[Stored data entries]
● ● ● ● ●
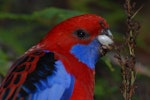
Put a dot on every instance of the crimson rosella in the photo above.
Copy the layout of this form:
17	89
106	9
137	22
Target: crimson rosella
61	66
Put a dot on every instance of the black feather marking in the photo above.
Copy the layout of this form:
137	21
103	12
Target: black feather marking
17	79
6	93
8	81
44	68
20	69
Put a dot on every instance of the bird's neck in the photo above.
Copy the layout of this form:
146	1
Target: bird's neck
84	76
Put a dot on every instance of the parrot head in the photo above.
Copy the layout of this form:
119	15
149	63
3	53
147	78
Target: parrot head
85	37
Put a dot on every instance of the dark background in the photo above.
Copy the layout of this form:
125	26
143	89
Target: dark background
24	22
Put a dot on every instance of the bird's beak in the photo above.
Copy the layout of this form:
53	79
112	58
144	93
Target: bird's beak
106	40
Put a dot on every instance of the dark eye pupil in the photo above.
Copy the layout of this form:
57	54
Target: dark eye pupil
81	34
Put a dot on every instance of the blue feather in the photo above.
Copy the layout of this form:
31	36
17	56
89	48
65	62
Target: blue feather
58	86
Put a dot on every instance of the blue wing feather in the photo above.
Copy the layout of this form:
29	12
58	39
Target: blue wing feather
48	81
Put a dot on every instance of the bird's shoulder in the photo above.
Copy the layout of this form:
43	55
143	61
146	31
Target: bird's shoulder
33	73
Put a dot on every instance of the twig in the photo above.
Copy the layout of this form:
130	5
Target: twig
128	63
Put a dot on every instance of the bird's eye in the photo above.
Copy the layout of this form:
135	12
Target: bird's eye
81	34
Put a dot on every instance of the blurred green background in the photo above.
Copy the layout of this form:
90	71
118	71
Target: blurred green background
24	22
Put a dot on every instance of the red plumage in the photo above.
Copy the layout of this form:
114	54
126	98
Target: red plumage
60	41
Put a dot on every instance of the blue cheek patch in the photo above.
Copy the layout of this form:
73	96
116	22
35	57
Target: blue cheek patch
87	54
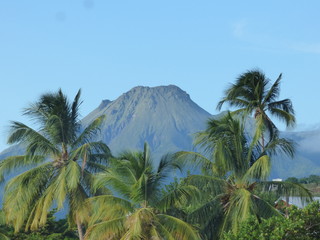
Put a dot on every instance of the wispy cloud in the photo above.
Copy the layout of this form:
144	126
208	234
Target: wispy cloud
242	30
239	28
306	47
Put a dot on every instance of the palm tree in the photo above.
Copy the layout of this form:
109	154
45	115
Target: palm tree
234	173
60	159
138	211
2	222
252	95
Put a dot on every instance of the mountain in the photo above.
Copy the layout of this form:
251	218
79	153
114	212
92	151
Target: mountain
164	116
167	118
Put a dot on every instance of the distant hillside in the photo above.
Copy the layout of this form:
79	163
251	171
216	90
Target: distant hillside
167	118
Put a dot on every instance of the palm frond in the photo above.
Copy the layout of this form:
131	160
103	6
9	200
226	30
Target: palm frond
179	229
11	163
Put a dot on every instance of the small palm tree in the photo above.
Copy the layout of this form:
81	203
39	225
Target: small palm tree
252	95
60	159
234	173
139	210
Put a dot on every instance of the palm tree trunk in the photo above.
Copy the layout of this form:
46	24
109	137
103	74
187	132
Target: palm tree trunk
262	142
80	232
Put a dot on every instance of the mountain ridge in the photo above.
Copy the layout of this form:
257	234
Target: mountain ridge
167	118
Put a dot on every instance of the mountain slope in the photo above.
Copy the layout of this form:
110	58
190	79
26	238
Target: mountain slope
164	116
167	118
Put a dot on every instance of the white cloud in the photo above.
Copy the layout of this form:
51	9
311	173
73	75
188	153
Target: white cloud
239	28
307	47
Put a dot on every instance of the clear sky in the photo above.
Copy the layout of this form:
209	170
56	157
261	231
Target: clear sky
107	47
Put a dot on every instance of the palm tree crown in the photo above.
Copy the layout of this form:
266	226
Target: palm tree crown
252	94
139	211
235	171
60	159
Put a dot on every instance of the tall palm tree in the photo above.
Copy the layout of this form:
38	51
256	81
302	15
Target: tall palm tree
252	94
60	158
234	173
137	210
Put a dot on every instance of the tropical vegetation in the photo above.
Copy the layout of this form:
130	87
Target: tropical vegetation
61	159
225	194
137	210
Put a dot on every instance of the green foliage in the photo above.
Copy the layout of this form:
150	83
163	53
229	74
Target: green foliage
52	230
140	210
60	158
234	177
301	224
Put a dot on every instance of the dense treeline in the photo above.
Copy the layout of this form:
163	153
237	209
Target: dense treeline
305	180
128	196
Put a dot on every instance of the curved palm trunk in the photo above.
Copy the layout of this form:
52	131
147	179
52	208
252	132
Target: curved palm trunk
80	231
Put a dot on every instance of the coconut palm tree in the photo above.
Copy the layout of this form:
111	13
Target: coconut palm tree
252	94
137	210
2	222
234	173
60	159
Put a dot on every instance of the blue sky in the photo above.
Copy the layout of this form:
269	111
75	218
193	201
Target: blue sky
107	47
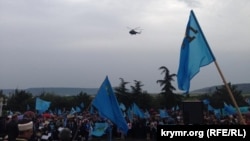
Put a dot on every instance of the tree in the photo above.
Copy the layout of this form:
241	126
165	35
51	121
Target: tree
167	87
170	99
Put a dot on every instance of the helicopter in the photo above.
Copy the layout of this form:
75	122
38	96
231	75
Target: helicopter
134	31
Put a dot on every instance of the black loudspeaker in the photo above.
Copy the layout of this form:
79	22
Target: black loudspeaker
193	113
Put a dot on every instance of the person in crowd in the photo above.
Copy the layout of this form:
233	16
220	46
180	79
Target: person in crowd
25	128
12	128
65	134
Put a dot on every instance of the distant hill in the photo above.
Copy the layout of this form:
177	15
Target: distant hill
244	87
56	90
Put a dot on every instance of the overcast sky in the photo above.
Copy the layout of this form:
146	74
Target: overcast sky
77	43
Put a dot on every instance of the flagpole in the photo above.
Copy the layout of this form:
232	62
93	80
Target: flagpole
230	93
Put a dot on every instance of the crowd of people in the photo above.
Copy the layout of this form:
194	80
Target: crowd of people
79	126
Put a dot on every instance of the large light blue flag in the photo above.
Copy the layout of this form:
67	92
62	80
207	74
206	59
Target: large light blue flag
195	53
107	105
42	105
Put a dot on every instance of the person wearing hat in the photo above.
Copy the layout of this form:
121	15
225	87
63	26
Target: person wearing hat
25	130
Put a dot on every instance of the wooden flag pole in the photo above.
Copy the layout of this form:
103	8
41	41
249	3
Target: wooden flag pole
230	94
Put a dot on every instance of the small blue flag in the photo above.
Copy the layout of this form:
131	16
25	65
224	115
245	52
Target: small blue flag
195	53
107	105
42	105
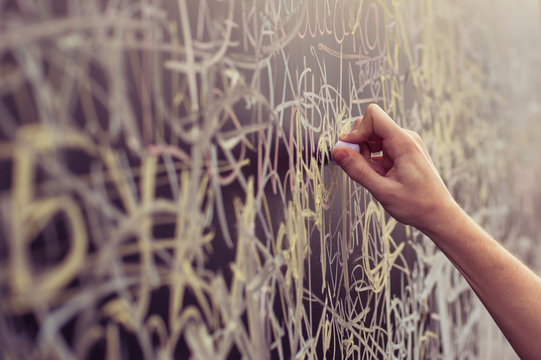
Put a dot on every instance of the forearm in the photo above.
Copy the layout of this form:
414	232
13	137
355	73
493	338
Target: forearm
509	289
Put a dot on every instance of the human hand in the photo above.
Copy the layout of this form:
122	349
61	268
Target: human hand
403	179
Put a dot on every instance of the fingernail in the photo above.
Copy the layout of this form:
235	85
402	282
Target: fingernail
340	156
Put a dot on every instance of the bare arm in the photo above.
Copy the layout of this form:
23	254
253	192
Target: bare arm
408	185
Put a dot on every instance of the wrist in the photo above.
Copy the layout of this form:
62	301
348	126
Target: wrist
443	218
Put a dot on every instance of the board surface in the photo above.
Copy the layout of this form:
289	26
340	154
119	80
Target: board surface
166	190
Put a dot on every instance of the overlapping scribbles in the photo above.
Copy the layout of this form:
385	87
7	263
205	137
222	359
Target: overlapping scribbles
164	192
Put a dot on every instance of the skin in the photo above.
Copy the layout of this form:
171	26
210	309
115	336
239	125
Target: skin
405	181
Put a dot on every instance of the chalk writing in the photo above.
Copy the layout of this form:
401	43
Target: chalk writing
165	189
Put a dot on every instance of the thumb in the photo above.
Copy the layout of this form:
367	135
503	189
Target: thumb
358	168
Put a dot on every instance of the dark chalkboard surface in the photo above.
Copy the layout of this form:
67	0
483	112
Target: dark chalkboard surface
166	190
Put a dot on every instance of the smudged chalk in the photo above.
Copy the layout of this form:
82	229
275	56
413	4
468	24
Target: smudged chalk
353	146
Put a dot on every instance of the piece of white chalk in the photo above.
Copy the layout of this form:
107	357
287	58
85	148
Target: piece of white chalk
353	146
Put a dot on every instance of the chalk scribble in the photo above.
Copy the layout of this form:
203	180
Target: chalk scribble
165	189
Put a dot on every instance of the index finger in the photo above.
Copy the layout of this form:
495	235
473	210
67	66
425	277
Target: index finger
375	125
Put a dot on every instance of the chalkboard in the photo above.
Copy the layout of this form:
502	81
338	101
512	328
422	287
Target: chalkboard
166	189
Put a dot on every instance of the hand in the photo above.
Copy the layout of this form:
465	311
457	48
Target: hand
404	179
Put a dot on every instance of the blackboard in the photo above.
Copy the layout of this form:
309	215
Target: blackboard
166	189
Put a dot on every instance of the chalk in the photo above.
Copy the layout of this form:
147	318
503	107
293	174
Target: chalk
353	146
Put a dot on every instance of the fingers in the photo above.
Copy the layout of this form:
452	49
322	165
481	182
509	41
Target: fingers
375	125
364	171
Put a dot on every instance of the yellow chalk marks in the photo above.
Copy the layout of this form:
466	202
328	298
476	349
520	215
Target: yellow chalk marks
376	265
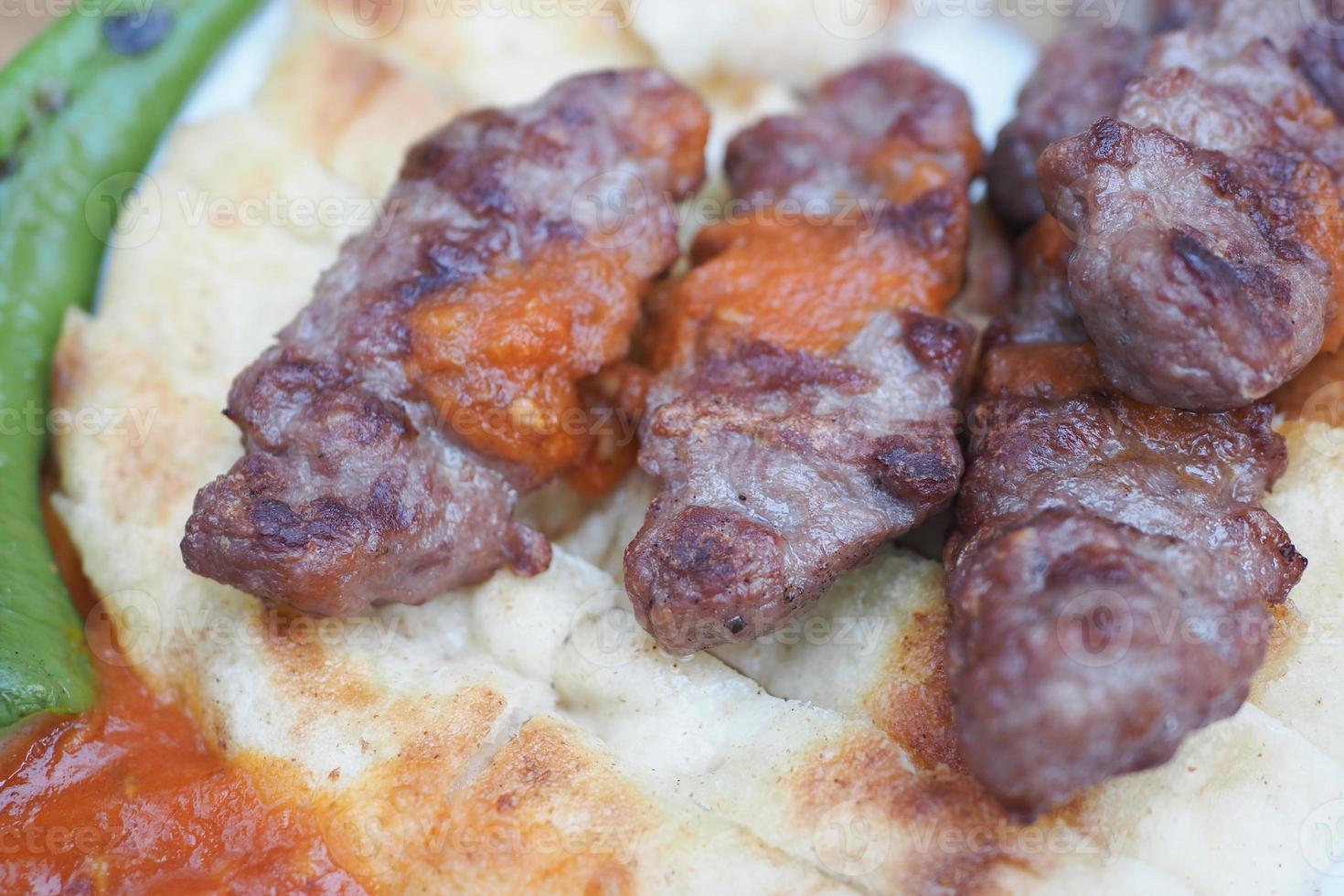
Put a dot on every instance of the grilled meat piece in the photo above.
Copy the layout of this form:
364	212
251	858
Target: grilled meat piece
391	427
1207	215
783	470
805	409
1081	78
1110	567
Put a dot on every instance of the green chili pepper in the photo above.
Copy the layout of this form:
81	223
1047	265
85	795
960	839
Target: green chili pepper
80	112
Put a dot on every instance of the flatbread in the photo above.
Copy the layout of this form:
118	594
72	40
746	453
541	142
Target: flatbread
526	735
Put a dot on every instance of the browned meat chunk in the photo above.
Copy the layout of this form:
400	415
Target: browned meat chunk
1110	567
391	427
805	410
1206	212
784	470
1203	280
1081	78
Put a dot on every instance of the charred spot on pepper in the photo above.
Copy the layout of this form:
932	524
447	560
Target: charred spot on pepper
136	34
● ● ● ● ●
_Exercise goal_
Leave out every line above except those from the line with "Target: skin" up to and including the line with "Put a dot on every instance of the index", and copy those exactly.

_Solution to the problem_
Target: skin
405	181
Put a dot on every instance of the chalk writing in the photo above.
Copy the layout of this form:
401	43
Target: chalk writing
165	189
Put a dot on every instance of the thumb in the photo above.
Copy the layout of this form:
367	135
503	189
Target: thumb
358	168
Put a dot on every instance of the dark chalkboard surface in the photo above.
Copy the layout of this form:
67	0
483	112
Target: dark chalkboard surface
166	190
Put a dot on every instance of the smudged chalk in the photo above.
Copy the layout of this form:
82	229
275	56
413	4
468	24
Target: smudged chalk
353	146
Put a dot on every instance of the piece of white chalk in the photo above.
Copy the layout of this form:
107	357
287	58
85	148
Target: piece of white chalk
353	146
Put a dot on every instance of the chalk scribble in the photo above.
Copy the layout of this form:
203	180
Target: chalk scribble
165	189
Put a dot on every instance of the index finger in the photo above.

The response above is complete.